ASSIGNED TASK:
Exactly as written and without the pictures, output the entries below.

(Image point grounding data)
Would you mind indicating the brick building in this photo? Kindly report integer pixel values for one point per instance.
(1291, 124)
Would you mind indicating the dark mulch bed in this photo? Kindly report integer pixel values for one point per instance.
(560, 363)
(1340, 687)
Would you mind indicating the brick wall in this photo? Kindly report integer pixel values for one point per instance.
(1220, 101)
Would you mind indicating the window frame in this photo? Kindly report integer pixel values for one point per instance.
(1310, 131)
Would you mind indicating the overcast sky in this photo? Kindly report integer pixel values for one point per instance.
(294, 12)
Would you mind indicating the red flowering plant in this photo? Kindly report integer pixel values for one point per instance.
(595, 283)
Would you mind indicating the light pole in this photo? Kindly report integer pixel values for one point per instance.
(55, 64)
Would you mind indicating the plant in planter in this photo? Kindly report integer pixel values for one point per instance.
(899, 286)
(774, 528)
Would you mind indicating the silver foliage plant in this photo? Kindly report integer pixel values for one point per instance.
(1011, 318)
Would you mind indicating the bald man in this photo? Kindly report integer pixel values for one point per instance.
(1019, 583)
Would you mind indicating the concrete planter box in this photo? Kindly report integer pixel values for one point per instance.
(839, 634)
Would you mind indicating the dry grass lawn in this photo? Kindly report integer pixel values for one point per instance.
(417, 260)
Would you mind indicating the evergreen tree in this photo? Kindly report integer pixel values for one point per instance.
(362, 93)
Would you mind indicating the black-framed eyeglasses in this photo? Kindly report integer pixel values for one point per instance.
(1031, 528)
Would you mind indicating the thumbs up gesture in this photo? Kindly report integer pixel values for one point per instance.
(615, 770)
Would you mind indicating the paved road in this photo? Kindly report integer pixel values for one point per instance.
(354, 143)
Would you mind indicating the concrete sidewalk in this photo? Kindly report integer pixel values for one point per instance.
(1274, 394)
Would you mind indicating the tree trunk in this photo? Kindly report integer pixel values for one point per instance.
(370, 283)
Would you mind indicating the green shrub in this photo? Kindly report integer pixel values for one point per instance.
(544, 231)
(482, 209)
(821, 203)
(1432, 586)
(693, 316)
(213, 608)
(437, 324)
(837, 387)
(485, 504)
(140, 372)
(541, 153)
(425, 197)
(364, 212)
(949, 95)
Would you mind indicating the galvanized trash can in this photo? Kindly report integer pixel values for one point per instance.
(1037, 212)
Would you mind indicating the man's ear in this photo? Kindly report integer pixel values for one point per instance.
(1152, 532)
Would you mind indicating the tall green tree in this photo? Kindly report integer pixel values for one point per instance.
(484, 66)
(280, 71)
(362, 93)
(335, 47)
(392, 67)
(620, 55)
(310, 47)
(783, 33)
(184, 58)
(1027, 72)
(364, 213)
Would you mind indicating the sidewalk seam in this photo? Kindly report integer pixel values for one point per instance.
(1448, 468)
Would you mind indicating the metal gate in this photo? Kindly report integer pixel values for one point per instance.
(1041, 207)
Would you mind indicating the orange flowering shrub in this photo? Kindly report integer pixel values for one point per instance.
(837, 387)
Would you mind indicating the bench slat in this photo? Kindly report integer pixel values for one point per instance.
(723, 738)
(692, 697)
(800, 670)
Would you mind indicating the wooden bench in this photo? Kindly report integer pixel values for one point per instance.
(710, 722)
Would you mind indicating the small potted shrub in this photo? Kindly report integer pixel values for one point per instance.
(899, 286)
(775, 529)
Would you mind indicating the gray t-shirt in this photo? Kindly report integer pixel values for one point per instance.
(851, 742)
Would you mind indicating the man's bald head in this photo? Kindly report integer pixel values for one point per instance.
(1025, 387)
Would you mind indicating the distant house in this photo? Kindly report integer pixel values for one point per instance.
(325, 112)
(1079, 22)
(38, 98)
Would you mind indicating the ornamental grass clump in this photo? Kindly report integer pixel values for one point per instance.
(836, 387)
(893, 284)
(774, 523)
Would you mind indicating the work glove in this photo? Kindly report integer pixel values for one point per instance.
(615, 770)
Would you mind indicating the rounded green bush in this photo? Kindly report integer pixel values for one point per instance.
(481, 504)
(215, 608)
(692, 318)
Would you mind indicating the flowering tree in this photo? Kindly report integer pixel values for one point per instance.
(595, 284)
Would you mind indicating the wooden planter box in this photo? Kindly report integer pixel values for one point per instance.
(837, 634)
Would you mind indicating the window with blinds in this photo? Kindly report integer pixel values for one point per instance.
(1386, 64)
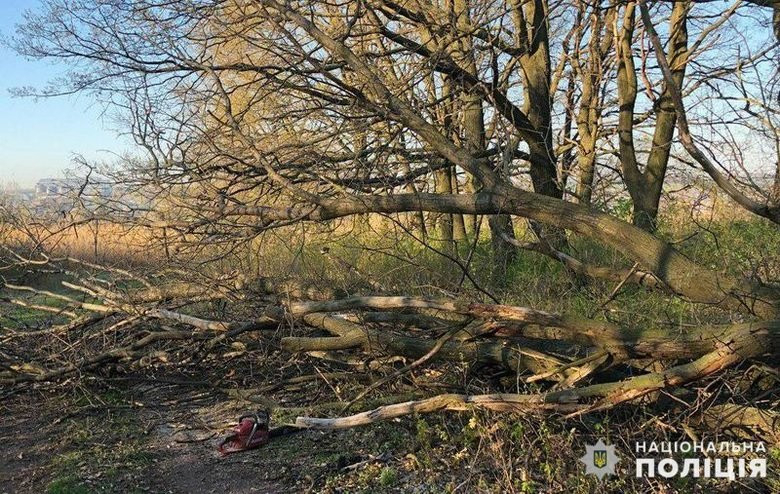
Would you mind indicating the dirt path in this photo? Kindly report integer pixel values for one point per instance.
(163, 445)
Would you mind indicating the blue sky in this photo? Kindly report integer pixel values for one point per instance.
(39, 138)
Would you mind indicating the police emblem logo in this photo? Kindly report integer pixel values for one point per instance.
(600, 459)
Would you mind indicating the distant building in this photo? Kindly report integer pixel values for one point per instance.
(61, 187)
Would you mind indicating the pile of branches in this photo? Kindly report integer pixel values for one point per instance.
(580, 364)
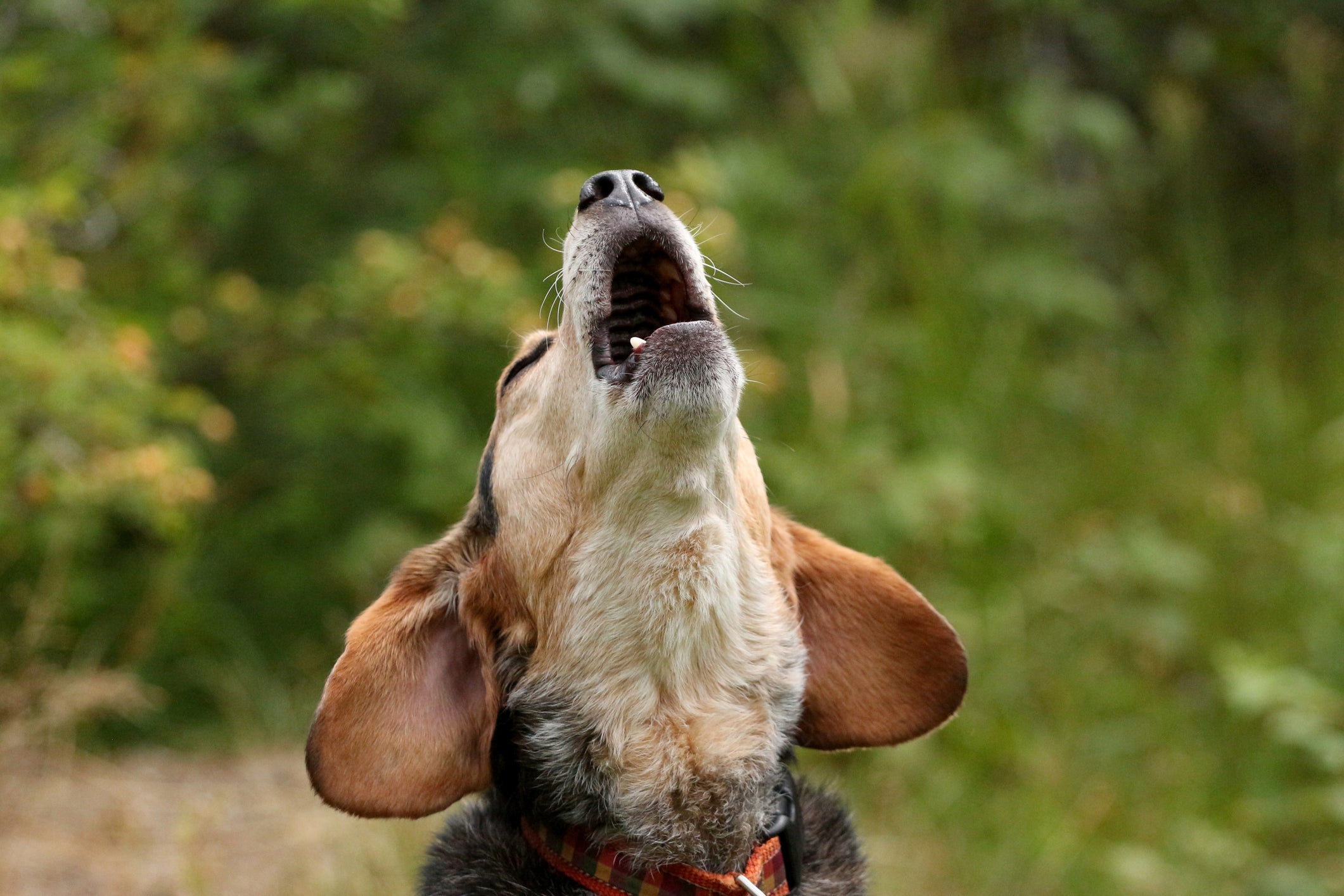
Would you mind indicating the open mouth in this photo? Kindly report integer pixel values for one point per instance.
(648, 292)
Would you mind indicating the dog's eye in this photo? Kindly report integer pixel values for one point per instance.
(526, 362)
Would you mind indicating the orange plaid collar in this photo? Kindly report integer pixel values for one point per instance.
(606, 872)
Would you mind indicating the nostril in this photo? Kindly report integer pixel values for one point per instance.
(596, 188)
(647, 184)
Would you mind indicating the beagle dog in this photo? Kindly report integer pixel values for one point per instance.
(623, 641)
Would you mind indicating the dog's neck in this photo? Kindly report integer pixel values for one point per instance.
(656, 712)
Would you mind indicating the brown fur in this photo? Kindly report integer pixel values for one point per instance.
(621, 618)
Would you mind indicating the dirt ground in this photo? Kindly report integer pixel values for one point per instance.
(159, 824)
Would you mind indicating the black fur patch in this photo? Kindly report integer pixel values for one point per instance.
(485, 519)
(526, 362)
(482, 852)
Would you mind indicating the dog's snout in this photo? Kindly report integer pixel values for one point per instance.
(628, 187)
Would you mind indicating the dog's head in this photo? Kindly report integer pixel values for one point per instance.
(618, 490)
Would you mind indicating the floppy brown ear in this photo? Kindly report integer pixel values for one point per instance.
(883, 665)
(405, 723)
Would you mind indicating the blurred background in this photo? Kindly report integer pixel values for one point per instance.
(1043, 307)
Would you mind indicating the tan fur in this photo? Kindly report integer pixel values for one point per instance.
(639, 562)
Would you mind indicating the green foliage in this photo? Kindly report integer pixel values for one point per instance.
(1045, 307)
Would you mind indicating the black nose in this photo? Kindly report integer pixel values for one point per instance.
(628, 187)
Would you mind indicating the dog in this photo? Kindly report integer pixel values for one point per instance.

THE ANSWER:
Would you mind indicating the brick building in this photo? Kindly report integer pixel values for one point per instance.
(1291, 124)
Would you mind indicating the dark mulch bed in this photo? Kindly report integer pixel values for one point per instance.
(560, 363)
(1340, 687)
Would you mind indicating the brick wall in this photo? Kindly report integer pixel values for one point per instance.
(1220, 101)
Would you mind indicating the window frame in this photo? Kindly report integer pixel values for one point per instance.
(1310, 131)
Would you mind indicating the overcast sky in this photo? Kindly report integer pixel values for one point per instance.
(294, 12)
Would you mind indicating the red flowering plant in this photo? Kindly report integer pixel values for one point per instance.
(595, 283)
Would you mind indicating the light pole in this photo? Kindly report integer pixel values for one point per instance.
(55, 64)
Would you mind indicating the plant in planter in this photo? Kindly report integer pixel values for one point per instance.
(899, 286)
(774, 528)
Would you mind indicating the silver foliage plant in this photo? Kindly report integer pixel values for one point per instance.
(1011, 318)
Would you mind indicating the bald man in this photo? Kindly report integer pixel values for one point per instance.
(1019, 583)
Would you mind indicating the concrete planter box in this photo? Kindly report integer pixel values for one point per instance.
(839, 634)
Would you mind indicating the dry grass lawn in this photo? Kindly report integer pixel values for one point per instance.
(417, 260)
Would you mind indicating the evergreen tree in this photo? Kindly report integer pixel values for one point per instance.
(362, 93)
Would you mind indicating the black-framed eyeglasses in this photo? Kindly report integer pixel values for one point per instance.
(1031, 528)
Would you mind indicating the thumbs up gesture in this photo? Kindly report integer pixel values for one point per instance.
(615, 770)
Would you mind indicating the paved road in this photo? Kindly report integer pixel values for one point per instance.
(354, 143)
Would you mind indicating the concrete sidewalk in this photo? Kindly report integer pixel values for one point per instance.
(1274, 394)
Would you mind indicating the tree trunk in this photo? Kindly report integer pixel values for one point per instance.
(370, 283)
Would you mind indicating the green shrub in this photo? Kindly report integer pixel values for one point per instance.
(544, 231)
(482, 209)
(821, 203)
(1432, 586)
(693, 316)
(213, 608)
(437, 324)
(837, 387)
(485, 504)
(140, 372)
(541, 153)
(425, 197)
(364, 212)
(949, 95)
Would you mind indicating the galvanized trash can in this photo? Kindly report integer pixel values for one point per instance.
(1037, 212)
Would you mind indicating the man's ear in this photo? Kindly report integer pixel values for one point per instance.
(1152, 532)
Would you mind indicating the tall green tree in this photo? Kindly report integer pixel values for one point per instance.
(484, 66)
(280, 71)
(362, 93)
(335, 47)
(392, 67)
(620, 55)
(310, 47)
(783, 33)
(184, 58)
(1027, 72)
(364, 213)
Would you mind indicating the sidewalk seam in this photo? Kindly report integer pixel values for one point per instance.
(1448, 468)
Would you mind indicating the metal gate in this photo? Kindly report integer pixel values for one point per instance.
(1041, 207)
Would you mind indicating the orange flowering shrub in this photo? Kindly report integer pixel values for one point per instance.
(837, 387)
Would you mind indicating the bench slat in this photo? Kindly report integer pixel values for one point per instance.
(723, 738)
(692, 697)
(800, 670)
Would you mind indicating the wooden bench in this photo? Kindly report integer pixel values for one point per instance.
(710, 722)
Would you mind indicating the small potted shrub in this photo? Kindly report integer pixel values for one point per instance.
(899, 286)
(775, 529)
Would you mind indicating the gray t-shirt in this photo? Kindly report integer pixel values for one point per instance.
(851, 742)
Would you mind indicating the man's bald head in this photo? Kindly report integer pixel values for one point per instance.
(1025, 387)
Would you mind indicating the distant house in this photo? Kindly report integer pixel values for one point per instance.
(325, 112)
(1079, 22)
(38, 98)
Would you mind indicating the ornamental grass clump in this photo? Kindly report integer pixel values for one point per instance.
(836, 387)
(893, 284)
(774, 523)
Would you mind indicating the work glove in this photo? Kindly report integer pixel values for one point per instance.
(615, 770)
Would you mind indicating the rounded green bush in this photo? Kindly report integer pixel values for one point per instance.
(481, 504)
(215, 608)
(692, 318)
Would you mind indicating the flowering tree in this photo? Kindly report integer pixel values for one point per instance.
(595, 284)
Would you mind indicating the wooden planter box in this photo? Kindly report integer pixel values for one point per instance.
(837, 634)
Would you mind indicating the window with blinds in this photo? Kindly report integer pixel values for one point per instance.
(1386, 64)
Would you mind indicating the dirt path in this photo? Kindly report integer pixel values for one point per instance.
(163, 445)
Would you mind indicating the blue sky in this photo? Kindly report integer pixel values for one point per instance.
(39, 138)
Would you mind indicating the police emblem logo in this photo? Kindly report integer pixel values for one point per instance.
(600, 459)
Would you mind indicating the distant building in this photo? Kindly report integer pixel values for one point per instance.
(61, 187)
Would you mind indicating the pile of branches in this photo? Kindly report integer pixel values for one point per instance.
(580, 364)
Would you mind indicating the open mouth in this photo? Kindly report integer pixel values for one point per instance.
(648, 292)
Would you mind indicating the dog's eye in this photo? Kindly report integer pixel values for one point per instance.
(526, 362)
Would you mind indicating the orange plaid collar in this photo? Kindly report integer pixel values for one point per instance.
(606, 872)
Would you mind indicating the nostril in this photo? Kindly report integer pixel values for one point per instance.
(596, 188)
(647, 184)
Would you mind indicating the beagle dog in this photo? Kindly report integer pixel values for one point per instance.
(623, 641)
Would you mind indicating the dog's neck in this photo? Kindly report integer pixel values for one point per instance.
(656, 712)
Would you mind indicating the brown fur in this photo? Kindly report integer pixel values for one point per instance.
(621, 618)
Would you mind indicating the dirt ground in this photo? Kindly report integer pixel values for one point per instance.
(159, 824)
Would you mind indicating the black fur patch in this photo? Kindly report integer pixel values for one point per instance.
(485, 519)
(526, 362)
(482, 852)
Would you mind indicating the dog's snout in this photo? Kindly report integer pixel values for one point per instance.
(628, 187)
Would you mind indicating the dog's head in this photo? Kindly report integer pixel values for one point per instance.
(618, 490)
Would you mind indicating the floppy brown ear in this photo? Kindly report integer pixel values for one point per instance.
(883, 665)
(405, 723)
Would you mind indicating the blurred background in this photo? Kindly report integer pixel values for one point per instance.
(1043, 307)
Would you mind indicating the tan fur in this photo? Kindly report integer pixel values for one point per instance.
(639, 562)
Would you mind indicating the green foliage in this photo? Kindly report integer pixel values for one point per instance.
(1045, 307)
Would you mind indicating the black nose in this photo? Kindly report integer pixel values for one point per instance.
(628, 187)
Would you mind indicating the dog in this photo? Kindly report integer pixel values for one point per instance.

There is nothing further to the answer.